May. 30th, 2013

I'm a computer scientist currently living in Massachusetts. I was always too busy being a graduate student at the University of Wisconsin-Madison and being a professor subsequently to contribute much more to the open-source community than a few bug reports and some money but that has all changed.

Last Monday I was notified that I had been accepted as an Outreach Program for Women Summer Intern for the Yocto project. I'm thrilled for a number of reasons:


  • I've benefited from open source for a long time, using many open-source applications and working for a research project that used open-source applications written in C as objects for study, but beyond the odd bug report and some money I've not really contributed. This is my chance to give back a little bit more.

  • I'm fascinated by the impact of the open-source community and want to understand its mechanisms better.

  • I believe that I may, sometime, develop some wonderful idea that is best achieved via an open-source collaboration; I'ld like to know how to make that work when the time comes.
************
_Requirements:_
a) Quote the internship post between "Last Monday I" and "the time comes.", inclusive.
b) List every reason the internship post gives for the writer being thrilled about the internship.
The entries after this point come from a separate source and are not part of the internship post.
************
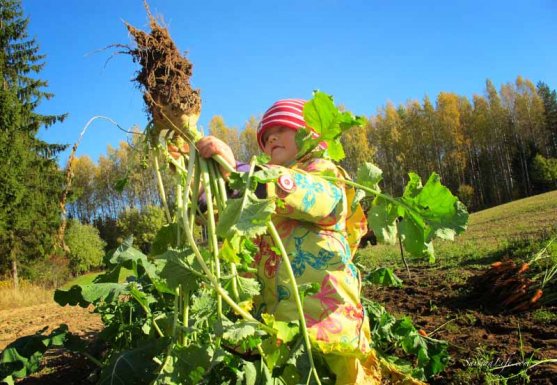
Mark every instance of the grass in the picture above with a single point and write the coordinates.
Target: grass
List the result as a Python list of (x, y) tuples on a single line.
[(491, 234), (27, 295), (88, 278), (30, 294), (544, 316)]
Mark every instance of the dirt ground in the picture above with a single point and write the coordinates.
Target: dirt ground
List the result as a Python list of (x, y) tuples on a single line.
[(435, 299), (478, 337), (60, 367)]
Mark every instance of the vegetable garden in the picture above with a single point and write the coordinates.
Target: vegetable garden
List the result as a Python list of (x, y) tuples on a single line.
[(183, 315)]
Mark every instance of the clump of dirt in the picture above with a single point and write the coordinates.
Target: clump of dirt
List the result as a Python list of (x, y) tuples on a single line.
[(504, 287), (443, 303), (164, 75)]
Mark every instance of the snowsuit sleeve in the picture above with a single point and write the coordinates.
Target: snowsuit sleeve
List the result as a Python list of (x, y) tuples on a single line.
[(304, 195)]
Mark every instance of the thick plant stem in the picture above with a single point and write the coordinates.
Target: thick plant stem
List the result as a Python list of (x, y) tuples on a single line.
[(160, 186), (278, 242), (371, 191), (211, 226), (185, 313), (195, 194), (216, 285)]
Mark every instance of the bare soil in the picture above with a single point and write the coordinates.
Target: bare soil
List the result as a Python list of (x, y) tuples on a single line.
[(479, 338), (60, 367)]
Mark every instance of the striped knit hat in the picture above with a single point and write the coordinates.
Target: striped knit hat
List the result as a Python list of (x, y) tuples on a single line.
[(285, 113)]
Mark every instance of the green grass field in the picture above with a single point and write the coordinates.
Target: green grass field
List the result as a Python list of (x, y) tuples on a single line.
[(517, 227)]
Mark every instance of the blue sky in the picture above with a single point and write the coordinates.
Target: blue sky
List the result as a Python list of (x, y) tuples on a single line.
[(247, 54)]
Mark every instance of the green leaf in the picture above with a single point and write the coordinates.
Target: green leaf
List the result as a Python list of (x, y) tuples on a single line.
[(382, 217), (247, 287), (185, 365), (444, 214), (305, 142), (369, 175), (425, 213), (321, 114), (234, 333), (83, 295), (23, 356), (249, 221), (177, 268), (286, 331), (165, 238), (267, 174), (384, 276), (133, 366), (335, 151)]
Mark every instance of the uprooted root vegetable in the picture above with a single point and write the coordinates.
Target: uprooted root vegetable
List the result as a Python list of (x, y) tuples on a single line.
[(165, 79), (505, 287)]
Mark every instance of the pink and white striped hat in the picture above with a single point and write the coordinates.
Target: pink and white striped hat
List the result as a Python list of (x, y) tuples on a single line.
[(285, 113)]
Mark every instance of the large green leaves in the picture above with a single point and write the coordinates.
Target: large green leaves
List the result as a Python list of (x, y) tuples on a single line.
[(422, 214), (321, 114), (23, 356), (83, 295), (134, 366), (248, 217)]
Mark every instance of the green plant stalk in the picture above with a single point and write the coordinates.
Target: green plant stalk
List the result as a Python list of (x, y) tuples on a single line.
[(221, 188), (247, 316), (278, 242), (372, 191), (160, 186), (92, 359), (195, 194), (192, 161), (184, 297), (179, 203), (211, 227), (214, 187), (227, 166), (150, 314), (174, 338), (186, 315)]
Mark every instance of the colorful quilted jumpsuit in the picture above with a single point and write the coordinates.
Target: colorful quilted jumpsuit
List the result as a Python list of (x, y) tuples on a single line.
[(320, 232)]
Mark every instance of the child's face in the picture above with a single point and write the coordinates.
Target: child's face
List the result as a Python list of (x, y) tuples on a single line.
[(280, 145)]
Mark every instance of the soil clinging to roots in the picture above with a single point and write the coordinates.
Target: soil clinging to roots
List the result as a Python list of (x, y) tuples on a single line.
[(165, 73)]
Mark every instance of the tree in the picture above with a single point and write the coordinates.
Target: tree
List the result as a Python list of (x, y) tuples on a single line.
[(86, 247), (549, 98), (29, 177), (248, 140), (357, 149), (229, 135), (142, 225)]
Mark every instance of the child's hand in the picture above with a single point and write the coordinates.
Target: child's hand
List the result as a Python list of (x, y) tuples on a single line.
[(211, 145)]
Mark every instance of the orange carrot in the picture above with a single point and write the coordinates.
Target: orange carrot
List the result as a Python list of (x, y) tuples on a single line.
[(536, 296), (497, 264), (523, 268)]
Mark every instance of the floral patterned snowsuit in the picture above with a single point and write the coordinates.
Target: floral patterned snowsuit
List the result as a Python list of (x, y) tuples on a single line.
[(320, 233)]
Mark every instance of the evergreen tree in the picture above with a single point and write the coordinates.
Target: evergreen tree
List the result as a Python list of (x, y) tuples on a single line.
[(30, 181)]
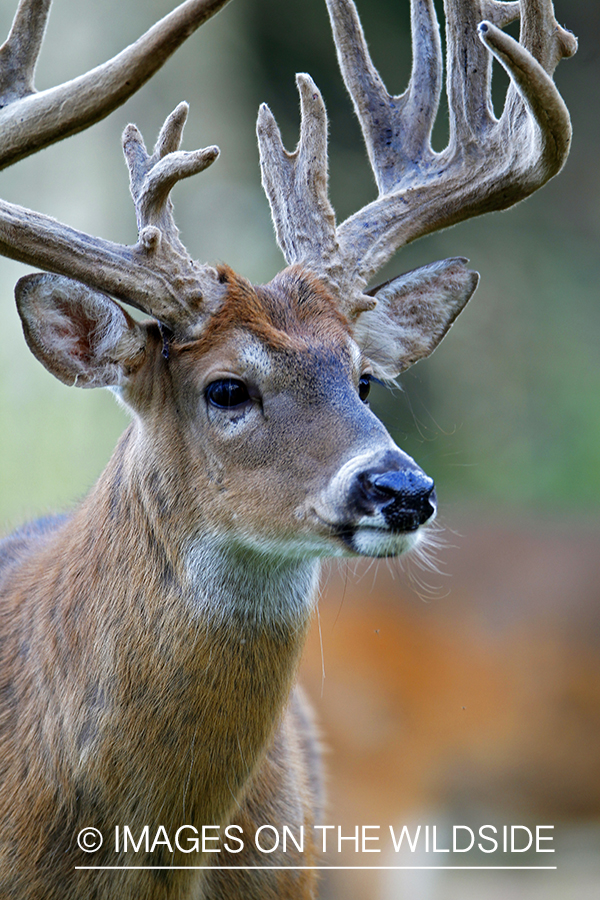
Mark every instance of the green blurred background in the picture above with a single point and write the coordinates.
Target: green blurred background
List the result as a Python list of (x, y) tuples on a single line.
[(507, 411)]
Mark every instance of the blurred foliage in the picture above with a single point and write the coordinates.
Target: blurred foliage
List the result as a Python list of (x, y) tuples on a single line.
[(507, 411)]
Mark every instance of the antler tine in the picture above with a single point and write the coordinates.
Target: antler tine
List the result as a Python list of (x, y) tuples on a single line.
[(19, 53), (153, 177), (397, 130), (487, 164), (296, 185), (156, 275), (30, 120)]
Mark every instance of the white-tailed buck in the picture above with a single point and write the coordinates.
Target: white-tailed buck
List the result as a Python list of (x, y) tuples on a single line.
[(150, 637)]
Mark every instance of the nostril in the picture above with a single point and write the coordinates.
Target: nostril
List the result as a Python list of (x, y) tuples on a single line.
[(405, 497), (404, 483)]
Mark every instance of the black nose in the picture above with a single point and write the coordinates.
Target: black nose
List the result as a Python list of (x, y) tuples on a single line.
[(405, 497)]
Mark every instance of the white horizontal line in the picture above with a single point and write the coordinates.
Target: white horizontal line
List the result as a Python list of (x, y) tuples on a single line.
[(344, 868)]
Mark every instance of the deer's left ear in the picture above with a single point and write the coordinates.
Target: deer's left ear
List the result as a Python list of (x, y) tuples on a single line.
[(81, 336), (412, 315)]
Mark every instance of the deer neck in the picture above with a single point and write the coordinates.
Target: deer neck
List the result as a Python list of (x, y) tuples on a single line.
[(199, 642)]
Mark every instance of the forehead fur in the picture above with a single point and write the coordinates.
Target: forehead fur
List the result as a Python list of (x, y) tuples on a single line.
[(291, 312)]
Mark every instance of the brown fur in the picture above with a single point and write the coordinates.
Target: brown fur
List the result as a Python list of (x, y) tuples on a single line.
[(118, 704)]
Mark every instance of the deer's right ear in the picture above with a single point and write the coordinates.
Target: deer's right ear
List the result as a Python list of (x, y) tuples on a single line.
[(413, 313), (80, 335)]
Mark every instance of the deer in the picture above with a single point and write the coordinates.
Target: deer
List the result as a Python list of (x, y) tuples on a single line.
[(150, 637)]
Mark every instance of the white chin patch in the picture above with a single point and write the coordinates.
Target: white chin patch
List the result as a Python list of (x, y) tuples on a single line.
[(377, 542)]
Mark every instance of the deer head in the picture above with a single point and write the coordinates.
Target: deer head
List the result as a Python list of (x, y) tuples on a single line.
[(272, 381)]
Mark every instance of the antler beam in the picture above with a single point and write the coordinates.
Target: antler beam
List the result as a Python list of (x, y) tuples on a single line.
[(30, 120), (488, 164)]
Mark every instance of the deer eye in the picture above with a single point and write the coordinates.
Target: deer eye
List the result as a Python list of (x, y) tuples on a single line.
[(227, 393), (364, 386)]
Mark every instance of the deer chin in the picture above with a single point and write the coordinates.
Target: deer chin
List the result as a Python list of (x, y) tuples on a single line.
[(378, 542)]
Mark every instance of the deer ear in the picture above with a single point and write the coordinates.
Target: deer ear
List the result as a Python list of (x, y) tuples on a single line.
[(82, 336), (413, 313)]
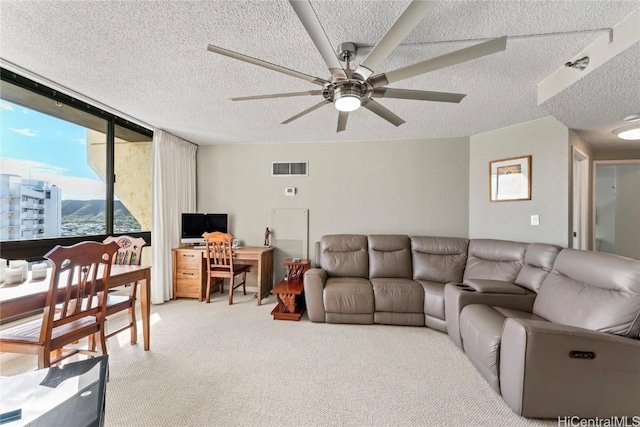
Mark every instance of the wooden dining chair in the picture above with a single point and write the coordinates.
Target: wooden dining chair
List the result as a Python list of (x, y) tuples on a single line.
[(129, 253), (220, 265), (74, 309)]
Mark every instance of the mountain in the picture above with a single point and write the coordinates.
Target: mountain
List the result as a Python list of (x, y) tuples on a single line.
[(91, 208)]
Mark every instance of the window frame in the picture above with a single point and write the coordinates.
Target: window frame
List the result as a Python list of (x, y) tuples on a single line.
[(35, 249)]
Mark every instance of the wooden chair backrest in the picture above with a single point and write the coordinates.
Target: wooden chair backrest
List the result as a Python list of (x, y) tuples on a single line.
[(130, 249), (79, 273), (219, 251)]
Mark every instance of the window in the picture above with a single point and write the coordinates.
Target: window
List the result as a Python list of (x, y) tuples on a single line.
[(69, 171)]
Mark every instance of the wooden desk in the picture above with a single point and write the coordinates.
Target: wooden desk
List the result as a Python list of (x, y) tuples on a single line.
[(290, 301), (30, 296), (190, 271)]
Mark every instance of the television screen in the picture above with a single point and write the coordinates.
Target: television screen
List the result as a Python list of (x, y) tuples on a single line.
[(195, 224)]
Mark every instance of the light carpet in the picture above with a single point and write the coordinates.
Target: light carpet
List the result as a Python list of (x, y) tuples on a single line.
[(220, 365)]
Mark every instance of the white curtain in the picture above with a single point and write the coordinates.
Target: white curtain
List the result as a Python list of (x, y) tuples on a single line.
[(174, 192)]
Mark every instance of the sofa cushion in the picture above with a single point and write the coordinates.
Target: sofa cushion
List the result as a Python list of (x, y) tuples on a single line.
[(494, 259), (494, 287), (438, 259), (594, 291), (398, 295), (433, 298), (344, 255), (390, 256), (481, 330), (348, 296), (538, 262)]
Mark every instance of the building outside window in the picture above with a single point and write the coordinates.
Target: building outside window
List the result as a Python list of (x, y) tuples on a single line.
[(59, 165)]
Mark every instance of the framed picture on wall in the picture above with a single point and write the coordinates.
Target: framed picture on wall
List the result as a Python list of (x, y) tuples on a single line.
[(510, 179)]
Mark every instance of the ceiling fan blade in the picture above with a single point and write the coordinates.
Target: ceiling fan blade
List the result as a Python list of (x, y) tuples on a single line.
[(419, 95), (342, 120), (392, 118), (412, 15), (277, 95), (307, 111), (265, 64), (309, 19), (453, 58)]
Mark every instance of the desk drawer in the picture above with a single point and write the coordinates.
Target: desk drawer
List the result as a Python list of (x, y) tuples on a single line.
[(188, 274), (188, 260)]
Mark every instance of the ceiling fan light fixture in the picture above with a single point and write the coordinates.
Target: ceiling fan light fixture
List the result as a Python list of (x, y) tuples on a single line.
[(629, 133), (347, 103), (347, 98)]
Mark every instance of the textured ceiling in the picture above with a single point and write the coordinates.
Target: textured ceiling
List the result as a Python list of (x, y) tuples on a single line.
[(149, 59)]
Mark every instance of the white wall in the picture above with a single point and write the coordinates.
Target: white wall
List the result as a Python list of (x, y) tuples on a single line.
[(414, 187), (605, 208), (628, 210), (547, 141)]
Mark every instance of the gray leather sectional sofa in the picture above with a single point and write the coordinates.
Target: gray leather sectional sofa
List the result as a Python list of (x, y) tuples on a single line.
[(555, 331)]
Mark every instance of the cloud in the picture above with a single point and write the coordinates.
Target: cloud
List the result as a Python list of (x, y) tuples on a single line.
[(25, 132), (72, 187)]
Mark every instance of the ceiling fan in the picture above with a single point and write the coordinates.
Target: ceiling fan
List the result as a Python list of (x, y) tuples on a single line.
[(349, 89)]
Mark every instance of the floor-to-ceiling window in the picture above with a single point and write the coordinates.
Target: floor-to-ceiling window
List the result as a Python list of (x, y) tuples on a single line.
[(69, 171)]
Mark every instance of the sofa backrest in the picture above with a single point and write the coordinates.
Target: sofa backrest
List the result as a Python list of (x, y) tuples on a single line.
[(592, 290), (345, 255), (538, 262), (439, 259), (494, 259), (389, 256)]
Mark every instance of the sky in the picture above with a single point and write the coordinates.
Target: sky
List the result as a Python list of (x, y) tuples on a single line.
[(38, 146)]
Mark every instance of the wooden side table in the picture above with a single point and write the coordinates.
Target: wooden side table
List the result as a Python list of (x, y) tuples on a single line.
[(290, 291)]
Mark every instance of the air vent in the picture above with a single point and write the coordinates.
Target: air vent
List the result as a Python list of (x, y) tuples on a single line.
[(289, 168)]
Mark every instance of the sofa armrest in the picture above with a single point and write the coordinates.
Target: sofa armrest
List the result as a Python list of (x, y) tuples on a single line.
[(314, 281), (549, 370), (457, 297), (493, 287)]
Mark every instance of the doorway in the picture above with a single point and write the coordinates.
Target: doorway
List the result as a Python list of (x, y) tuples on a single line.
[(580, 239)]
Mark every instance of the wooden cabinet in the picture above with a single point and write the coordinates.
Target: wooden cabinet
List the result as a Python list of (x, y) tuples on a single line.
[(189, 272)]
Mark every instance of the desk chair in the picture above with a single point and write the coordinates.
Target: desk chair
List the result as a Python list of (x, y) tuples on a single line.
[(78, 272), (220, 263), (129, 252)]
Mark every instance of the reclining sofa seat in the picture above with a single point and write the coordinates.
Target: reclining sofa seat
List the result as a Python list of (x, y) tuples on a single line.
[(436, 262), (501, 273), (577, 352), (398, 299), (347, 294)]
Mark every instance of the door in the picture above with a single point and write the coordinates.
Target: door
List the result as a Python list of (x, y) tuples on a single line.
[(617, 207), (580, 200)]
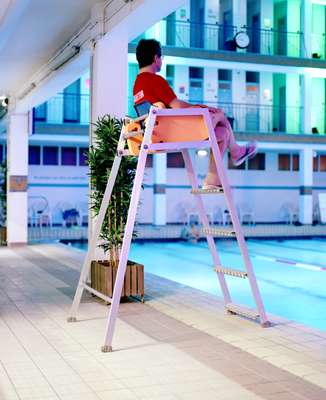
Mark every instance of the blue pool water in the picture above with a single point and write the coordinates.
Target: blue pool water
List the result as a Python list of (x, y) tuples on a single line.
[(291, 274)]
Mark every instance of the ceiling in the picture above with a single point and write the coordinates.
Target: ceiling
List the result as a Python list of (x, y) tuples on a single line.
[(31, 31)]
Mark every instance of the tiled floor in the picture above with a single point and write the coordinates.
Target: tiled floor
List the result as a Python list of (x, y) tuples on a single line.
[(178, 345)]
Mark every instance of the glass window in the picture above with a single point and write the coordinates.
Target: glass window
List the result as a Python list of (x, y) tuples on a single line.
[(68, 156), (34, 155), (295, 162), (83, 151), (284, 162), (232, 166), (257, 162), (40, 112), (71, 102), (224, 75), (149, 161), (50, 155), (175, 160), (322, 163)]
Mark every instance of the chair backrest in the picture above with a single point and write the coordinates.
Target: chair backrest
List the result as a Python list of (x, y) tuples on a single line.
[(168, 128)]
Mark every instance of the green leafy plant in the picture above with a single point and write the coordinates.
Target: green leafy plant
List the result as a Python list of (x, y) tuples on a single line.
[(3, 192), (100, 160)]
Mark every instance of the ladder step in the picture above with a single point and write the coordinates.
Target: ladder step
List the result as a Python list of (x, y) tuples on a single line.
[(132, 134), (231, 271), (219, 232), (97, 293), (207, 191), (242, 310)]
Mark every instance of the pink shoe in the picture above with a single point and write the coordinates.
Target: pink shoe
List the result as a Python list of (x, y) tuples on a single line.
[(251, 151)]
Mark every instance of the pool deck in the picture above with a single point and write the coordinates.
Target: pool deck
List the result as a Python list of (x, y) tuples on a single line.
[(173, 231), (179, 345)]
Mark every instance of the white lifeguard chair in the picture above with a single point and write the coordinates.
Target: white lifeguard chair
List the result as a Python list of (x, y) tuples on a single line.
[(170, 130)]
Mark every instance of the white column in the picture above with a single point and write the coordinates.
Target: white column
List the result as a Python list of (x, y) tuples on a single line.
[(109, 75), (210, 85), (266, 100), (17, 156), (267, 22), (306, 21), (159, 189), (239, 97), (306, 101), (239, 8), (306, 183)]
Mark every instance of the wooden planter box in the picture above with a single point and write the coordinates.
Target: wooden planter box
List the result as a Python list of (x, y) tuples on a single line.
[(3, 235), (103, 276)]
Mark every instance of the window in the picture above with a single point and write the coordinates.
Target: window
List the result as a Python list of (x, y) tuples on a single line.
[(34, 155), (252, 77), (50, 155), (322, 163), (232, 166), (288, 162), (83, 151), (284, 162), (175, 160), (196, 73), (224, 75), (71, 102), (295, 162), (68, 156), (257, 162), (40, 112)]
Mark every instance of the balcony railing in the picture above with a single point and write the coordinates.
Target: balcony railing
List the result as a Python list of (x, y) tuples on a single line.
[(220, 37), (64, 108), (259, 118), (255, 118)]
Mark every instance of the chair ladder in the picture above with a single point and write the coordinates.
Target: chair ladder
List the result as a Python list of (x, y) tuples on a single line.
[(145, 148)]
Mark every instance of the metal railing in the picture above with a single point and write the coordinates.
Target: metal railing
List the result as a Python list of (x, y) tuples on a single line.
[(260, 118), (220, 37), (64, 108)]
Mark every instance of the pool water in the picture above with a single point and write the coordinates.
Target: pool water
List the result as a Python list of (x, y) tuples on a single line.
[(291, 274)]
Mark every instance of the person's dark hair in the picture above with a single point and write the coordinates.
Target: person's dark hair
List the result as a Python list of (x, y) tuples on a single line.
[(146, 50)]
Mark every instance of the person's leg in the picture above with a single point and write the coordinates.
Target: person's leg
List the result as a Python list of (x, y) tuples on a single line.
[(226, 140)]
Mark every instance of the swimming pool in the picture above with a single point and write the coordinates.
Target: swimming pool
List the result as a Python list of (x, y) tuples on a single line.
[(291, 274)]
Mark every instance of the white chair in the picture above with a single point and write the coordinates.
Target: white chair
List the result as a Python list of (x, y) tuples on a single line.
[(289, 213), (246, 213)]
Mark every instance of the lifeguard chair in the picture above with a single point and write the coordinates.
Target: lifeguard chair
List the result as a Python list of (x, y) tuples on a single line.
[(170, 130)]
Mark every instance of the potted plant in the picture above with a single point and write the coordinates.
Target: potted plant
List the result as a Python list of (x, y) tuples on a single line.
[(100, 160), (3, 202)]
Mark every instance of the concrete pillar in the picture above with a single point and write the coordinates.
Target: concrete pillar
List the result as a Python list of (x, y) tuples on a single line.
[(266, 100), (17, 156), (306, 28), (84, 99), (159, 189), (109, 75), (239, 8), (306, 183), (210, 85), (239, 97), (267, 22), (212, 9), (306, 99)]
************
_Response list:_
a)
Last Monday I was notified that I had been accepted as an Outreach Program for Women Summer Intern for the Yocto project. I'm thrilled for a number of reasons:


  • I've benefited from open source for a long time, using many open-source applications and working for a research project that used open-source applications written in C as objects for study, but beyond the odd bug report and some money I've not really contributed. This is my chance to give back a little bit more.

  • I'm fascinated by the impact of the open-source community and want to understand its mechanisms better.

  • I believe that I may, sometime, develop some wonderful idea that is best achieved via an open-source collaboration; I'ld like to know how to make that work when the time comes.

b)
- Beyond the odd bug report and some money, the writer has not really contributed to open source despite long benefiting from it. The internship is a chance to give back a little more.
- The writer is fascinated by the impact of the open-source community and wants to understand its mechanisms better.
- The writer may someday develop an idea best achieved through an open-source collaboration and would like to know how to make that work when the time comes.